_DOCUMENT SEGMENT_
··········

In 1831 Charles Darwin boarded the HMS Beagle to gather biological information from around the world. It was a wonderful opportunity for the young naturalist, and Darwin saw many fascinating wonders. The voyage is best known for its stop at the Galápagos Islands off the coast of Ecuador. There Darwin observed finches, mockingbirds and tortoises that varied distinctly from island to island. Some finches lived in coastal areas on the ground, others lived in forest trees, yet another lived in bushes. And the diet of these varieties varied considerably. One of the species ate buds and fruit, another prickly pear, others ate seeds and others were insectivores. And one of the insectivores even used a twig to fish out insects from crevices in the tree bark. Nicholas Lawson, the vice-governor who entertained Darwin over dinner claimed that so distinct were the tortoises from island to island that given the tortoise shell he could identify the island of origin.
Since then the Galápagos Finches in particular have become a celebrated icon of evolution. From academic dissertations and research papers to award-winning books and documentaries, they have been watched, dissected, analyzed, and praised. As science writer Jonathan Weiner put it, the changes in the beaks of the finches show us “Darwin’s process in action.” There’s only one problem: How did evolution create the process?
After Darwin, the twentieth century revealed the details of what should have been obvious. If Darwin’s evolutionary change brought about those different Galápagos Finches, it was driven by a profoundly complex process of chromosomes, genes and an army of molecular machines. We’re still learning about what Weiner calls “Darwin’s process” and it shows no sign of having evolved.
Consider the curious case of Carpodacus mexicanus (house finches) which began spreading throughout the United States in the 1940s from Mexico and the southwest. The beaks of these birds adapted to their new environments with great speed. Within a decade or so their beaks had adjusted to the new habitats. How could this occur to rapidly? Certainly not by evolution’s random mutations and natural selection. It was, as one science writer put it:
a complex interplay of processes … Interacting embryonic processes result in an initial level of phenotypic variation greater than what would be predicted from underlying genotypic variation alone.
In other words, complex embryonic machinery produce biological variation that responds to the environmental challenge far more efficiently and rapidly than evolution’s random mutation plus natural selection ever could. And that’s good because otherwise the birds would have failed in their new environments—evolution doesn’t work, but nature’s built-in adaptation machine does.
But in spite of this non evolutionary story of adaptation, evolutionists claim adaptation as proof of their idea. According to Ernst Mayr, “evolutionary change is also simply a fact owing to the changes in the content of gene pools from generation to generation.” Likewise, Isaac Asimov claimed that the peppered moth’s adaptation to industrial pollution proves evolution. And Steve Jones informed his readers that the changes observed in HIV (the human immunodeficiency virus) contain Darwin’s “entire argument.”
Such claims persist and even today evolutionists routinely claim examples of adaptation, from bacteria to birds, as evidence or even proof of evolution. It is another example of how vulnerable science is to simple and straightforward blunders in our thinking. This is not a complex scientific miscalculation or a clever logical fallacy. This is a blunder that is striking not for its subtly but for its transparency. Evolutionists cannot drop their theory though the science doesn’t support it, so they are driven to reprehensible reasoning. Religion drives science, and it matters.

··········

_SUPPLIED RECORDS_
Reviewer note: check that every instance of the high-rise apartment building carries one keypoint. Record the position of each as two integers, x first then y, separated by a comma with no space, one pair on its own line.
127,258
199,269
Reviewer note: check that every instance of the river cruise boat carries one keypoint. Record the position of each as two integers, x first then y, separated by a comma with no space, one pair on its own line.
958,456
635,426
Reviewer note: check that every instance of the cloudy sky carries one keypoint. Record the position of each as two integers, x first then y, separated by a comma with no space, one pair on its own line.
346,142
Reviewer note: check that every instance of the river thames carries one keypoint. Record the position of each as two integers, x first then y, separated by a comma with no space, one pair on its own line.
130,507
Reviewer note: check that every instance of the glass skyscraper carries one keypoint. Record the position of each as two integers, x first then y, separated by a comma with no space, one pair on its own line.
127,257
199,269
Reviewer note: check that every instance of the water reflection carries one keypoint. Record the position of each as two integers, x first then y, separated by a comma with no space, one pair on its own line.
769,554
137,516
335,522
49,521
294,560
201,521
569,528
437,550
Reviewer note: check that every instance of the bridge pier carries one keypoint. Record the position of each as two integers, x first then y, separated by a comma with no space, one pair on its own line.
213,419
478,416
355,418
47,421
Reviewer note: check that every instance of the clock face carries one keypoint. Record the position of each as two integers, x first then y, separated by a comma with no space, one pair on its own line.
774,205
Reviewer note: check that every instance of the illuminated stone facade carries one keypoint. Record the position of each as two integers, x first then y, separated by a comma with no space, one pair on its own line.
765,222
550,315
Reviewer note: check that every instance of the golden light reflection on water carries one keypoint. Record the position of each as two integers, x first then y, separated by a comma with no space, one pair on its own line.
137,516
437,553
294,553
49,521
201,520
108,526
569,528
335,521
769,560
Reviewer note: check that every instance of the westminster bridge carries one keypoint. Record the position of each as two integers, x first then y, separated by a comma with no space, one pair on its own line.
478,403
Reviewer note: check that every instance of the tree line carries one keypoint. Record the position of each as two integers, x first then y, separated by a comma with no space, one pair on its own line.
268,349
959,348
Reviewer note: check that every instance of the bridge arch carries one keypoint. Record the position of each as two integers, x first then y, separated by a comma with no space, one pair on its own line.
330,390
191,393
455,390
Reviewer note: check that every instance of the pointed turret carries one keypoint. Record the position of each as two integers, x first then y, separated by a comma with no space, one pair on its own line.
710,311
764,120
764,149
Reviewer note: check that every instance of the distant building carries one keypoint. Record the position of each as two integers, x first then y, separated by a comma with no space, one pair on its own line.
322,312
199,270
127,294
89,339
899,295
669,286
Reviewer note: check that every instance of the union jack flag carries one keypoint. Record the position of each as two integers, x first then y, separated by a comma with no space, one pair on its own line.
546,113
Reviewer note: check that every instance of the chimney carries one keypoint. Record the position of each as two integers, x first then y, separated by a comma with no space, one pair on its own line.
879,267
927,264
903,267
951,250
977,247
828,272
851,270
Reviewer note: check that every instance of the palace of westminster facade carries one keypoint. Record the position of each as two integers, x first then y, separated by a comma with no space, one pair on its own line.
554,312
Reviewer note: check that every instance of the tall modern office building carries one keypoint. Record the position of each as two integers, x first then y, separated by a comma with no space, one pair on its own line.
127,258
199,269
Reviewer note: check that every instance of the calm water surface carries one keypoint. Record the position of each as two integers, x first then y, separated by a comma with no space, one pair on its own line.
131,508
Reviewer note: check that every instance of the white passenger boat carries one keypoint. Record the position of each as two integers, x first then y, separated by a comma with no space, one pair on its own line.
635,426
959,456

··········

_TASK_
Decide whether each statement agrees with the passage about the Galápagos Finches, answering yes or no and quoting the exact words of the passage that settle it. 1. Darwin boarded the HMS Beagle in 1831. 2. House finches began spreading throughout the United States in the 1960s. 3. Nicholas Lawson claimed he could tell a tortoise's island of origin from its shell. The material has no connection to the passage about the Galápagos Finches.

_RESULT OF THIS TASK_
1. Yes: "In 1831 Charles Darwin boarded the HMS Beagle"
2. No: "began spreading throughout the United States in the 1940s from Mexico and the southwest"
3. Yes: "given the tortoise shell he could identify the island of origin"